Emit the data below verbatim, stripping out any pictures.

Saved entries:
++++++

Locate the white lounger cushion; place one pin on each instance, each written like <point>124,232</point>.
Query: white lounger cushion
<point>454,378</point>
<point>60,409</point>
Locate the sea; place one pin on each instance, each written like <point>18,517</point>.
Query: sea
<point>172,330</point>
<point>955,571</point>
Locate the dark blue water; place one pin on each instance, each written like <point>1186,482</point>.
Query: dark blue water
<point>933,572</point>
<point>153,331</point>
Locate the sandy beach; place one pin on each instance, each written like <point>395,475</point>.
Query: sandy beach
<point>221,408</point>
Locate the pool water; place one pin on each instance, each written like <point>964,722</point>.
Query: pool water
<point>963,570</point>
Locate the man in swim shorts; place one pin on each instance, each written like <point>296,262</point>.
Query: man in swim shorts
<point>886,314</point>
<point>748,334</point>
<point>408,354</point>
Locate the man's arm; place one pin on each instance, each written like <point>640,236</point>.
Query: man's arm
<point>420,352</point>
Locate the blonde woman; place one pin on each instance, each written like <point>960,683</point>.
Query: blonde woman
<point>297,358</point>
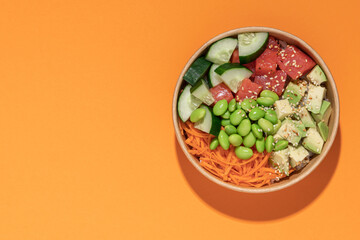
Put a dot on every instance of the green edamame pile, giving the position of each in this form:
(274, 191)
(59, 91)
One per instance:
(248, 124)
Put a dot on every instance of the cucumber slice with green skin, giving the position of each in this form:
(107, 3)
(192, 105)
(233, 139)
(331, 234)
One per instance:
(214, 78)
(187, 103)
(210, 123)
(232, 74)
(201, 91)
(251, 45)
(197, 70)
(220, 52)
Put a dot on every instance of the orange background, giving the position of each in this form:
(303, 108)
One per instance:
(87, 146)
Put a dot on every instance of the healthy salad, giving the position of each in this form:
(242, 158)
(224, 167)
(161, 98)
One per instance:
(253, 109)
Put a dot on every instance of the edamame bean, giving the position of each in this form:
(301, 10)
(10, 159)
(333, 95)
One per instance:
(220, 107)
(269, 143)
(268, 93)
(256, 113)
(197, 115)
(236, 117)
(281, 144)
(276, 127)
(214, 143)
(230, 129)
(232, 105)
(224, 140)
(257, 131)
(235, 140)
(244, 128)
(225, 122)
(248, 104)
(271, 116)
(266, 125)
(243, 152)
(238, 105)
(265, 101)
(249, 140)
(226, 115)
(260, 145)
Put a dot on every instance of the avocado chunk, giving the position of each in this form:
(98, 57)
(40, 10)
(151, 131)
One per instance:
(280, 160)
(283, 108)
(301, 127)
(324, 114)
(323, 130)
(292, 94)
(289, 131)
(306, 117)
(297, 155)
(314, 98)
(295, 91)
(313, 141)
(317, 75)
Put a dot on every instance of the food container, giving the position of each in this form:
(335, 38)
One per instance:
(331, 95)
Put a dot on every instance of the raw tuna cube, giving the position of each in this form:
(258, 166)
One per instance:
(266, 63)
(273, 83)
(221, 91)
(248, 89)
(273, 44)
(251, 67)
(294, 62)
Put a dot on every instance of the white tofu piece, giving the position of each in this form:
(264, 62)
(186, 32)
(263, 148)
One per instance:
(280, 160)
(290, 132)
(313, 141)
(297, 155)
(283, 108)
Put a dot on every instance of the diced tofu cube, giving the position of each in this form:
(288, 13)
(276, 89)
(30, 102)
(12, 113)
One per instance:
(315, 98)
(313, 141)
(306, 117)
(280, 160)
(283, 108)
(290, 132)
(297, 155)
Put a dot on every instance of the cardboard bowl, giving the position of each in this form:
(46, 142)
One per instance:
(331, 95)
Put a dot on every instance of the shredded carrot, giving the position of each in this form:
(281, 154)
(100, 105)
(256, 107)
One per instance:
(254, 172)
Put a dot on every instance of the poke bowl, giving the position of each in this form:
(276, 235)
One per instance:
(255, 109)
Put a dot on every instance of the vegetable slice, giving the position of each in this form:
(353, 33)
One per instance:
(187, 103)
(221, 51)
(251, 45)
(232, 74)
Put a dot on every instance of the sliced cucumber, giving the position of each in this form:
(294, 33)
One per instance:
(232, 74)
(251, 45)
(201, 91)
(210, 123)
(187, 103)
(214, 78)
(221, 51)
(197, 70)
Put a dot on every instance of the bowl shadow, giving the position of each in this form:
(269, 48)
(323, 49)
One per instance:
(265, 206)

++++++

Answer to the exercise >>
Locate the white lounger cushion; place one pin on each instance, each written like <point>124,232</point>.
Query: white lounger cushion
<point>454,378</point>
<point>60,409</point>
Locate the sea; place one pin on each instance, each written like <point>18,517</point>.
Query: sea
<point>172,330</point>
<point>955,571</point>
Locate the dark blue water; place one pin on each instance, each written like <point>1186,482</point>.
Query: dark blue water
<point>933,572</point>
<point>153,331</point>
Locate the sandy beach; place one pin on each instance, each written like <point>395,475</point>.
Query: sandy beach
<point>221,408</point>
Locate the pool water; place one pin on each instance, each written like <point>964,722</point>.
Query: pool water
<point>963,570</point>
Locate the man in swim shorts; place one pin on each instance, each written like <point>296,262</point>.
Query: man in swim shorts
<point>886,314</point>
<point>748,334</point>
<point>408,354</point>
Locate the man's arm; place one pin on each instance, each written like <point>640,236</point>.
Query: man's arm
<point>420,352</point>
Locate the blonde woman; place one pin on each instance, each written like <point>960,683</point>.
Query: blonde woman
<point>297,358</point>
Put a dot on every instance of the green edamame pile, giving the position of each in this form:
(274, 191)
(59, 91)
One per instance:
(248, 124)
Put a dot on every instance of the cucumber slice with green skin, giving the position of each in this form:
(107, 3)
(192, 105)
(233, 139)
(331, 234)
One per instance:
(214, 78)
(187, 103)
(210, 123)
(232, 74)
(201, 91)
(251, 45)
(197, 70)
(220, 52)
Put a dot on every instance of the orange background, giving the position of each in this form:
(303, 108)
One per instance:
(87, 146)
Put a dot on every instance of the healthy salad, giving the position of each in this form:
(242, 158)
(224, 167)
(161, 98)
One per instance:
(253, 109)
Put a dot on every instance of the edamame bean, giving the position of each in this form:
(301, 10)
(10, 159)
(333, 95)
One per instance:
(220, 107)
(269, 143)
(268, 93)
(256, 113)
(197, 115)
(236, 117)
(281, 144)
(276, 127)
(214, 143)
(230, 129)
(232, 105)
(224, 140)
(257, 131)
(235, 140)
(244, 128)
(225, 122)
(248, 104)
(271, 116)
(266, 125)
(243, 152)
(238, 105)
(265, 101)
(249, 140)
(226, 115)
(260, 145)
Put a dot on every instance of the avocado chunk, giving the position of each in this form:
(98, 57)
(40, 10)
(151, 131)
One per instance:
(280, 160)
(283, 108)
(301, 127)
(324, 114)
(323, 130)
(292, 94)
(289, 131)
(306, 117)
(297, 155)
(314, 98)
(295, 91)
(313, 141)
(317, 75)
Put a dot on every instance of the food container, giving the position of each in this form:
(335, 38)
One per instance:
(331, 95)
Put a dot on every instance of the raw tuna cube, giving the position of each in this form:
(258, 166)
One per instance:
(266, 63)
(273, 83)
(221, 91)
(248, 89)
(273, 44)
(251, 67)
(294, 62)
Put a dot on every instance of the white tofu piece, giving the position of each in this form:
(264, 62)
(186, 32)
(263, 148)
One per instance:
(280, 160)
(290, 132)
(313, 141)
(297, 155)
(283, 108)
Put a dot on every instance of the diced tofu cube, giving the position of each in this form:
(288, 13)
(276, 89)
(30, 102)
(12, 113)
One per instance:
(315, 98)
(313, 141)
(306, 117)
(280, 160)
(283, 108)
(290, 132)
(297, 155)
Put a dot on every instance of the cardboard bowl, giving the position of each in this form:
(46, 142)
One per instance:
(331, 95)
Put a dot on every instance of the shredded carrot, giving the position of each in this form:
(281, 154)
(100, 105)
(256, 107)
One per instance:
(254, 172)
Put a dot on every instance of the poke bowl, giving the position of each in this form:
(276, 235)
One per instance:
(255, 109)
Put a dot on every instance of the vegetable slice, giving the position of each in this form:
(353, 33)
One per instance:
(187, 103)
(221, 51)
(251, 45)
(232, 74)
Put a dot on every instance of the sliced cucumber, giving the position of each in this form:
(294, 33)
One per instance:
(232, 74)
(251, 45)
(201, 91)
(210, 123)
(187, 103)
(214, 78)
(221, 51)
(197, 70)
Put a dot on every instance of the bowl shadow, giving the position of each in this form:
(269, 48)
(323, 49)
One per instance:
(265, 206)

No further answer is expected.